Selection:
# Witch Potions, Spices and Ingredients



## SKAustin

Spent the entire day making potions, spices and ingredients jars for the witch house.

Here is the outcome.









Left to Right: Imp Kidneys, Swamp Moss, Pixie Brains, Black Magic Beans, Black Forest Lichens, Eye of Newt and Graveyard Dust









Left to Right: Forest Gnome Skeletons, Coffin Nails, Snake Fangs, Teeth of a Liar, Ogre Dandruff and Pulverized Troll Bones









Left to Right: Deadly Nightshade, Gargoyle Sweat, Blood of Dragon, Spider Venom and "Life Eternal" Age Retarding Potion


----------



## Dark Angel 27

this is wonderful...and i loved the teeth of a liar....great touch!


----------



## RoxyBlue

Man, compared to the tombstone carving, this must be a no sweat, piece of cake set of projects for you

I like the look of the labels - they have the appearance of age, kind of like what I've seen in old chemistry labs.


----------



## pixiescandles

i 2nd that...love the teeth of a lair!

Task instructions:
[1] In the witch potions thread, how long did SKAustin spend making the jars?
[2] In the witch potions thread, transcribe the passage from "Man, compared to" to "teeth of a lair!".
[3] Pick up the forum thread on the witch potion jars after its last post and continue it.

Data rows:
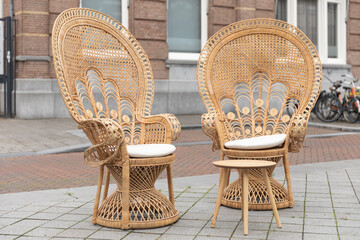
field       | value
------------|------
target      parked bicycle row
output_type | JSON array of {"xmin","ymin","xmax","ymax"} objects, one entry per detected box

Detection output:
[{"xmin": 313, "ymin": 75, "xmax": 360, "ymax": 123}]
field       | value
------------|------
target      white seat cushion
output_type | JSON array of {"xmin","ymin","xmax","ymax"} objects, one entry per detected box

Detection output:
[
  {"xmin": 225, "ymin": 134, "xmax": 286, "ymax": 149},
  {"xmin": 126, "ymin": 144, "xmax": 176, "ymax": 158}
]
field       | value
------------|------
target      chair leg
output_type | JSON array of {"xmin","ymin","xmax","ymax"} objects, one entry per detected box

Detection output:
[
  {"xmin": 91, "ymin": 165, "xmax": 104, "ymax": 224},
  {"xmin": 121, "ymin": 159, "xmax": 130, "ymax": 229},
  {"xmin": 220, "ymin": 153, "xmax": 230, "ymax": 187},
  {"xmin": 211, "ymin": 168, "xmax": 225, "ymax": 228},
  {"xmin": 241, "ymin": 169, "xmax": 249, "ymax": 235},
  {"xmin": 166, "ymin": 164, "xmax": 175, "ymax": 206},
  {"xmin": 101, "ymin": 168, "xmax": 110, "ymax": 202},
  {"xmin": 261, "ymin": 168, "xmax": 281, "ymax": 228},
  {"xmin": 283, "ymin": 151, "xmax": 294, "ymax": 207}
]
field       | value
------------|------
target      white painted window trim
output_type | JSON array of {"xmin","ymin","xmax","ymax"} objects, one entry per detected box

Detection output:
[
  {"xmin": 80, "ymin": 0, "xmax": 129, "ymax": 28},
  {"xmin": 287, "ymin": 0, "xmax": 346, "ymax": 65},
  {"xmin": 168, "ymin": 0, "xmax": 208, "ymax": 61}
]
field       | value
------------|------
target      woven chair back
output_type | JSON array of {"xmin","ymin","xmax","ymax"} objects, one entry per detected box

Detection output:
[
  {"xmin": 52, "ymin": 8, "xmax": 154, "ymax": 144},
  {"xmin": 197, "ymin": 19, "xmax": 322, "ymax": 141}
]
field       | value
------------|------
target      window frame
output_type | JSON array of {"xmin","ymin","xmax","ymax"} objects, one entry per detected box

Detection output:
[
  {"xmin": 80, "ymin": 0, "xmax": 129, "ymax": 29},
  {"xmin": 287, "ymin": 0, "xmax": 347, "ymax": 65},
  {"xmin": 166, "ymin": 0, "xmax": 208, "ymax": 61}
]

Final results:
[1] The entire day.

[2]
Man, compared to the tombstone carving, this must be a no sweat, piece of cake set of projects for you

I like the look of the labels - they have the appearance of age, kind of like what I've seen in old chemistry labs.


----------



## pixiescandles

i 2nd that...love the teeth of a lair!

[3]
string is the perfect touch to witch bottles!! They look great!!!


----------



## cerinad

That's a really nice collection you got! Love the labels!


----------



## IMU

wonderful job


----------



## fick209

they all look great, nice job!


----------



## MorbidMariah

Very nice! I'm curious, what are the pixie brains made from?


----------



## SKAustin

MorbidMariah said:


> Very nice! I'm curious, what are the pixie brains made from?


Dried Chick Peas


----------



## MorbidMariah

Awesome! They're very convincing!


----------



## dynoflyer

Great work, nice bottles.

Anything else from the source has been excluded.